Given instruction 1.
Please count the lines in the entries that contain the word "window" and reply with the number alone.

Nationalism and the Israeli State


Book Description

National festivals. Military parades. Patriotic memorials. Such public events and tributes naturally bring to mind the idea of nationalism. But what is the cultural logic behind them? How does a country such as Israel facilitate state-related public events as enactments of nationalism? To answer these questions, renowned anthropologist Don Handelman unpacks the meaning of national ritual and symbol in Israel today. He argues that public events mirror social order, a mirror that reflects to its participants and audiences the message that the designers of such events wish to communicate. Handelman considers the meaning of Holocaust and military memorialism, and he investigates the role of holiday celebrations, especially how they affect young children first learning about their country. Analyzing state ceremonies such as Holocaust Remembrance Day for the war dead, and Independence Day, he notes the absence of minorities and examines their significance in the promotion of a national identity. He also looks at how Israel exports powerful symbols of statehood. Throughout, Handelman develops his theory of bureaucratic logic as the driving force behind expressions of nationalism in the modern state. He argues that bureaucratic logic has a much wider cachet than simply functioning as a way of thinking only about bureaucratic institutions. The logic is crucial to how these institutions function, but more so, it is a dominant force in forming modern state social order. Bureaucratic logic is used incessantly to invent and to modify all kinds of systems of classification that often have profound consequences for individuals and for groups, and that are ritualized powerfully through a host of state-related public events.

Dataset content.
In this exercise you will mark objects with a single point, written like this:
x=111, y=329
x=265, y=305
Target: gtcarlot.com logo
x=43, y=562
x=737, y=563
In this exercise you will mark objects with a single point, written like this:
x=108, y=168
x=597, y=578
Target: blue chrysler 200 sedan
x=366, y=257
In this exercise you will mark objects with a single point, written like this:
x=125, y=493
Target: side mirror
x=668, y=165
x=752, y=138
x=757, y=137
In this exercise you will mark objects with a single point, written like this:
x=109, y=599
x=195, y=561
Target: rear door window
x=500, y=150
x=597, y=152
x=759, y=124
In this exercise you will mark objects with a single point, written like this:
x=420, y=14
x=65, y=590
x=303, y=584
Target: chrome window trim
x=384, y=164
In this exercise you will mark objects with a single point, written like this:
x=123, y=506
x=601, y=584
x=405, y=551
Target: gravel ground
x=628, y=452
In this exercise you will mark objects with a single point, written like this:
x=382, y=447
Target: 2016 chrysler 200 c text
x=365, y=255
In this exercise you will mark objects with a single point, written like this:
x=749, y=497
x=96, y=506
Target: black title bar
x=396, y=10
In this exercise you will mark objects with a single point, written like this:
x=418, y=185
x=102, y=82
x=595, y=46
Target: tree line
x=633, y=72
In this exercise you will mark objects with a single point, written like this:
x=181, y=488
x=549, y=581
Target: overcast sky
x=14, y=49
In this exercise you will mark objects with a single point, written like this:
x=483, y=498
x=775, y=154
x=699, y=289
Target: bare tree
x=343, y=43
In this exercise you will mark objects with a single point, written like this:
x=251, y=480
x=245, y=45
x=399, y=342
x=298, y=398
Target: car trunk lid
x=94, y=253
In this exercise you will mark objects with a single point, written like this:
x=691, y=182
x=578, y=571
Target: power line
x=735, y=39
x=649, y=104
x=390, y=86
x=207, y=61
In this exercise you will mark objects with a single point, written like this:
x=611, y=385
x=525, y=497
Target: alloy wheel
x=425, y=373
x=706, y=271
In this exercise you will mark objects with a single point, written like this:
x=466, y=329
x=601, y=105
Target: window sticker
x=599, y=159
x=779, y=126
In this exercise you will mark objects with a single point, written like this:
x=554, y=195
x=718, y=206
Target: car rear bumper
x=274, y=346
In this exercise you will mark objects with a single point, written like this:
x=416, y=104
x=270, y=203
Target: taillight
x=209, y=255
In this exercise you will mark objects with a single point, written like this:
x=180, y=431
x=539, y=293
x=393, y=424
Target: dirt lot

Given instruction 2.
According to the book description, why does Handelman hold that bureaucratic logic reaches beyond being a way of thinking about bureaucratic institutions? Answer in one to three sentences.

Full output 1.
3

Full output 2.
Bureaucratic logic is crucial to how those institutions function, but it is also a dominant force in forming the social order of the modern state. It is used constantly to invent and modify systems of classification that can have profound consequences for individuals and groups. Those systems are ritualized through many state-related public events.